*** Excerpt to read ***

What I’ve done
In this workshop, we explored creative hacking as a method for engaging with digital media, sensing technologies, and the human body. Using the Arduino platform, me and my group mates built a simple system that measures temperature and visualises bodily data.
Introduction to Arduino as a Creative Hacking Tool
- Learned how Arduino functions as a microcontroller platform for physical computing.
- Became familiar with the Arduino IDE (online or downloaded version).
- Practised working in the Helix facility and the library Makerspace for hands-on creative projects.
Completed the Love-O-Meter Experiment from the Arduino Classroom Pack
This project uses a temperature sensor to detect changes in human body heat and represent them through LEDs.
Hardware Tasks
- Used a TMP36 temperature sensor to measure temperature.
- Connected three LEDs and resistors to display rising temperature levels.
- Wired the sensor to Analog Input A0 and LEDs to Digital Pins 2, 3, and 4.
Understanding Sensing Principles
- Learned how the TMP36 converts temperature into voltage.
- Understood how Arduino reads analogue values and converts them into temperature using simple formulas.
Running and Modifying the Love-O-Meter Code
- We worked with the provided example code to:
- Read sensor values using temperature sensor value.
- Convert the raw sensor data into voltage and Celsius temperature.
- Print values to the Serial Monitor and Serial Plotter for visualisation.
- Control LEDs based on temperature thresholds (0, 1, 2, or 3 LEDs lighting up as temperature rises).
- This allowed us to see how your body heat changed the system’s output in real time.
More thoughts
In this Arduino sensing experiment, the way digital media intervenes in the body was presented in a concrete and distinct manner. Body temperature was transformed into voltage, numerical values and visual output within the technical system. On the surface, this process constitutes an "objective" presentation of the body's state, but in reality, it is a highly abstract re-encoding that significantly simplifies the multi-dimensionality and complexity of bodily experience. Under this conversion mechanism, the body is redefined as a quantifiable and computable object, becoming a prerequisite for the operation of the technical system. At the same time, the perception results generated by technology gradually replace the original direct perception of humans, making our understanding of our own bodies dependent on the interpretation of algorithms and sensing devices. This not only changes the medium structure of perception but also alters the meaning of "perception" itself. Thus, it can be seen that digital media is not a neutral intermediary, but rather actively constructs a knowledge system about the body in the process of measurement, interpretation and visualization. Technology not only provides us with new dimensions of perception, but also invisibly creates a distance between people and their bodies, as well as between people and the world, making perception a process of being managed, translated and even disciplined. Based on this, this experiment is not only a practical exploration of sensing technology, but also prompts us to critically reflect on the role of digital media in constructing bodily experience, regulating perception methods and shaping subjectivity.

*** End of Excerpt to read ***
*** Excerpted records ***

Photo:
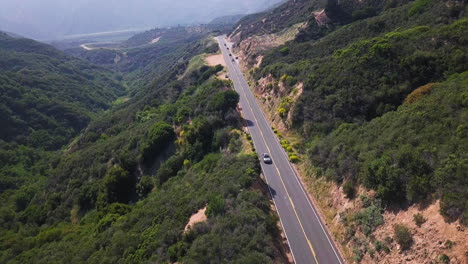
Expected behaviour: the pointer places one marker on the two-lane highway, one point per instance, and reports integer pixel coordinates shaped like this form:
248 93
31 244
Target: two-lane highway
308 239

*** End of Excerpted records ***

__Your tasks__.
**a.** In the Arduino workshop write-up, which input is the TMP36 temperature sensor wired to?
**b.** In the Arduino workshop write-up, list every action the group carried out with the provided example code.
**c.** Take the Arduino workshop write-up further, starting after its final sentence.

__Task responses__.
**a.** Analog Input A0.

**b.**
- Read sensor values using temperature sensor value.
- Converted the raw sensor data into voltage and Celsius temperature.
- Printed values to the Serial Monitor and Serial Plotter for visualization.
- Controlled LEDs based on temperature thresholds, with 0, 1, 2, or 3 LEDs lighting up as temperature rises.

**c.**
Reading references (Forlano, 2016)
- In this essay, I deploy all three of these definitions of hacking. First, the very literal hacking into the body through the pricks, cuts, punctures and holes that I in"ict on myself on a daily basis. Second, hacking as a way of participating in (and breaking the rules and norms around) a particular system of technologies including questions of the ways in which race, class, gender and sexuality might enhance and/or inhibit that participation. This extends to discourses around tinkering, DIY and creating my own knowledge and logics about my body and the medical devices that I use. And, third, hacking as managing and coping with disease and disability (Davis, 2006, Alper, 2000) as the ways in which I reconfigure and adjust my daily routines and rituals (particularly those around eating and food but also those around exercise and extra-curricular activities).
- Thus, even with the same objective measurements and inputs, the results might still be quite different. Unlike other technological systems, the interaction with the human body itself is what produces the system’s lack of accuracy in a very observable way.
- In attaching wireless devices to the body, the skin becomes a hybridized space that is an interface between the digital and the material.
- New technologies almost always reconfigure, redistribute (and sometimes replace) the work of people, earlier technologies and artifacts (Latour, 1992).